--- Begin Record list ---

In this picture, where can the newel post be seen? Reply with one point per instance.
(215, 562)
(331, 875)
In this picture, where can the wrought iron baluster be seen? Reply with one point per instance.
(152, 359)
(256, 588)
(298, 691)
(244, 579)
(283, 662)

--- End Record list ---

- [Task to complete]:
Reproduce all of the data above verbatim, line for line.

- [Exercise response]:
In this picture, where can the newel post be seen? Reply with one point per instance.
(215, 562)
(331, 875)
In this picture, where can the wrought iron baluster be seen? Reply with one point per instance.
(152, 359)
(256, 588)
(298, 691)
(244, 579)
(283, 662)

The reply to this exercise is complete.